---------- Trecho do documento ----------

Entre 1940 a 1952, havia oito Escolas Públicas municipais em Lomba Grande, além das Escolas Isoladas Estaduais, das Aulas Reunidas que, posteriormente, originaram o Grupo Escolar.
Na pesquisa mais ampla, desenvolvida anteriormente7, valendo-se da História Oral, dez sujeitos foram entrevistados. A saber: as professoras Maria do Carmo Schaab, Lúcia Plentz e Maria Lorena Pires; os alunos João Bernardes, Helenita e José dos Reis da EMEF Bento Gonçalves. Em relação à EMEF Tiradentes: o professor Sérgio e seus alunos Clari Winck, Lucilda e Tomaz Thiesen.
Para chegar aos sujeitos, utilizou-se a prática da indicação ou “snowball sampling” que compreende a diversificação e a saturação da amostra. Bogdan e Biklen (1994) argumentam que a saturação é o ponto da recolha de dados a partir do qual a aquisição de informação se torna redundante.
Nesse sentido, o grupo social investigado constitui o que Dominique Borne (1998) chama de “comunidade de memória”, a partir do modo como os sujeitos revisitaram o passado e traduziram uma forma para que as práticas culturais fossem narradas. Essas memórias, unidas, possibilitaram construir um “Tempo Social” comum (HALBWACHS, 2006). Um tempo localizado geograficamente na zona rural.
4 MEMÓRIAS DAS AULAS NAS ESCOLAS ISOLADAS EM LOMBA GRANDE
A percepção do tempo auxilia os sujeitos e os grupos sociais na organização das percepções cognitivas da temporalidade, na concretização e integralização de valores e rituais, bem como na aplicação e regularidades de práticas (ESCOLANO BENITO, 2001). Nesse sentido, o tempo é tomado como símbolo social que representa um processo de aprendizagem, de tradução cultural.
Kreutz (2010) argumenta que, ao se deparar com situações novas e diferentes, os sujeitos agem a partir dos sentidos e relações simbólicas adquiridas e inventam novas formas de pensar e se relacionar, reutilizando saberes e adaptando práticas que se traduzem numa forma possível de manifestação da cultura.
A relevância social da escolarização é um processo que agregou elementos de diferentes construções identitárias em relação aos seus contextos originais, como a importância da instituição escolar, da presença ao culto ou à missa, às festas e quermesses do lugar. A tradução cultural da integração, promovida pela convivência desses diferentes grupos sociais, instituiu e reatualizou tradições e hábitos que se revestiram em representações que priorizaram a escola como um legado necessário para os filhos dos colonos.

----------

# Tarefa escrita a
Nos registros, começando na linha que contém "Exercise. Indicate with a point every instance of the sky" e terminando na linha que contém "x=187, y=45", substitua "branch" por "bough" e reproduza essas linhas com todo o resto inalterado.

---------- Trechos dos registros ----------

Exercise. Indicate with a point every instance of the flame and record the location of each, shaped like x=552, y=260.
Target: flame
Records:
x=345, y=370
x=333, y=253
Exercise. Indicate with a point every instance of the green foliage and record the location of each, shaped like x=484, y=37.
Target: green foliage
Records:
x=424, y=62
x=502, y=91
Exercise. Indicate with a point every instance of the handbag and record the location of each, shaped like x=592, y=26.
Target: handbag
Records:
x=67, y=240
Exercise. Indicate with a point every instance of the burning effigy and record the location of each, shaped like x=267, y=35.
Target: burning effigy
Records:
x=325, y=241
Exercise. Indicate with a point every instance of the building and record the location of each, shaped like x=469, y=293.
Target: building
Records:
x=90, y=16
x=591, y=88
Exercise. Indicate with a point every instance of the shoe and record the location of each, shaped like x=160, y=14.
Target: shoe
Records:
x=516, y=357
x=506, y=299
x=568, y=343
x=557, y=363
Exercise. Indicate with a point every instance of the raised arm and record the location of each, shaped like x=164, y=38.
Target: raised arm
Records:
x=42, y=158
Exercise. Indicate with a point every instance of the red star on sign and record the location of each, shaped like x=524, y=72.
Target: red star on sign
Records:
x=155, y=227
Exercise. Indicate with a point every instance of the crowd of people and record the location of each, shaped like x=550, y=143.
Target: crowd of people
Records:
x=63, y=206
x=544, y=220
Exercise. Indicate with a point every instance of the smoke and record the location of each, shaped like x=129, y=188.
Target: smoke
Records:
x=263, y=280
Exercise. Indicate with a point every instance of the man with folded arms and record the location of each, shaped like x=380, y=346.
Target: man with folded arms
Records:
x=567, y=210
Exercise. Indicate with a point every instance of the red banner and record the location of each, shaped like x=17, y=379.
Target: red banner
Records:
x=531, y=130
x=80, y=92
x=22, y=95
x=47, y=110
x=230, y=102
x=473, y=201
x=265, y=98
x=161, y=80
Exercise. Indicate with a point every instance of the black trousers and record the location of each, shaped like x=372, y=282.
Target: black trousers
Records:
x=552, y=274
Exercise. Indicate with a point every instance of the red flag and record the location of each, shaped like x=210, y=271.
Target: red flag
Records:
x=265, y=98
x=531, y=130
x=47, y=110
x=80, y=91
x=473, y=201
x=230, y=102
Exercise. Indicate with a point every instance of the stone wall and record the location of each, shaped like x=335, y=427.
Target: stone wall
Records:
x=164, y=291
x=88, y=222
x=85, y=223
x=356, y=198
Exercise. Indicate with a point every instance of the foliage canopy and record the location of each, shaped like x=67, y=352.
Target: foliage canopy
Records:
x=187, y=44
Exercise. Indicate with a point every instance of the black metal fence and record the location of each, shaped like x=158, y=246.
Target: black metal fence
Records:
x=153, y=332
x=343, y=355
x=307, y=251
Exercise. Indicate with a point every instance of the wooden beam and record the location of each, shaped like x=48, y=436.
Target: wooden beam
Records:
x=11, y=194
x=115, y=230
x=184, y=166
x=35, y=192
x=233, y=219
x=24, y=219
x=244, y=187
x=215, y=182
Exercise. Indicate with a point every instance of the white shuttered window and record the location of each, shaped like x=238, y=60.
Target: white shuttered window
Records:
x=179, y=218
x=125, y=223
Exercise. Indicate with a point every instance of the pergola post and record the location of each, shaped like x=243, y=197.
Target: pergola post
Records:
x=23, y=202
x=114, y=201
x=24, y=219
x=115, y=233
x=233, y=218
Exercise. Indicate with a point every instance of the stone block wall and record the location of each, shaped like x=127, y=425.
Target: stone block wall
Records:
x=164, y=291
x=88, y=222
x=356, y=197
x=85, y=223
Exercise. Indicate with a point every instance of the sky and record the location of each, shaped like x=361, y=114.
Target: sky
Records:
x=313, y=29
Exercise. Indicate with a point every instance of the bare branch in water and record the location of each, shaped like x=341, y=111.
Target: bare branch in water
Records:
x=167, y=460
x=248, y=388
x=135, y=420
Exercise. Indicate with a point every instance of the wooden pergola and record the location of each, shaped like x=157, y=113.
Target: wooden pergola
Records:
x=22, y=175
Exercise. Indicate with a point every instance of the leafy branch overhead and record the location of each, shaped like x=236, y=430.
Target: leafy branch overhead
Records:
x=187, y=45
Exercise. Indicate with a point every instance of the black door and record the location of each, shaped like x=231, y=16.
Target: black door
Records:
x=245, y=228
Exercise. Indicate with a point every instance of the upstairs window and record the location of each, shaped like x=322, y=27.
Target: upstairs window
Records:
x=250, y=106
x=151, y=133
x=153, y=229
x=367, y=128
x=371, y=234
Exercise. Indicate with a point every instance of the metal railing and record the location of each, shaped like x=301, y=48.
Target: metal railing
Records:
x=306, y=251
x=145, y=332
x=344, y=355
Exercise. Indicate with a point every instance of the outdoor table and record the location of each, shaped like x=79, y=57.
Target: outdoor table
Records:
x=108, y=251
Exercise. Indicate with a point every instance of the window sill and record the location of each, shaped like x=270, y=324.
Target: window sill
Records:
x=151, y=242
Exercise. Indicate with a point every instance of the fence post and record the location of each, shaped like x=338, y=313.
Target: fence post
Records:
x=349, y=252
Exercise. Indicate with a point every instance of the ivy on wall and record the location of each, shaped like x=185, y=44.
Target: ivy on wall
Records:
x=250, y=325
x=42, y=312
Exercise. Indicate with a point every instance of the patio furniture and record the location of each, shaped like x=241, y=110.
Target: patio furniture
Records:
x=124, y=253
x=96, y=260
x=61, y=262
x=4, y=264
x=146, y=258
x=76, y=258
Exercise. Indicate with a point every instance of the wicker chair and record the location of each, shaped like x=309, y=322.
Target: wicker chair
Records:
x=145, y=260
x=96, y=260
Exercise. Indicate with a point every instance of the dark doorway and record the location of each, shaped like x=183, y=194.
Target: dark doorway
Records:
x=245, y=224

----------

# Tarefa escrita b
Reproduza literalmente o trecho do texto sobre as escolas de Lomba Grande, começando em "Para chegar aos" e terminando em "na zona rural.".

# Solução da tarefa a
Exercise. Indicate with a point every instance of the sky and record the location of each, shaped like x=361, y=114.
Target: sky
Records:
x=313, y=29
Exercise. Indicate with a point every instance of the bare bough in water and record the location of each, shaped like x=341, y=111.
Target: bare bough in water
Records:
x=167, y=460
x=248, y=388
x=135, y=420
Exercise. Indicate with a point every instance of the wooden pergola and record the location of each, shaped like x=157, y=113.
Target: wooden pergola
Records:
x=22, y=175
Exercise. Indicate with a point every instance of the leafy bough overhead and record the location of each, shaped like x=236, y=430.
Target: leafy bough overhead
Records:
x=187, y=45

# Solução da tarefa b
Para chegar aos sujeitos, utilizou-se a prática da indicação ou “snowball sampling” que compreende a diversificação e a saturação da amostra. Bogdan e Biklen (1994) argumentam que a saturação é o ponto da recolha de dados a partir do qual a aquisição de informação se torna redundante.
Nesse sentido, o grupo social investigado constitui o que Dominique Borne (1998) chama de “comunidade de memória”, a partir do modo como os sujeitos revisitaram o passado e traduziram uma forma para que as práticas culturais fossem narradas. Essas memórias, unidas, possibilitaram construir um “Tempo Social” comum (HALBWACHS, 2006). Um tempo localizado geograficamente na zona rural.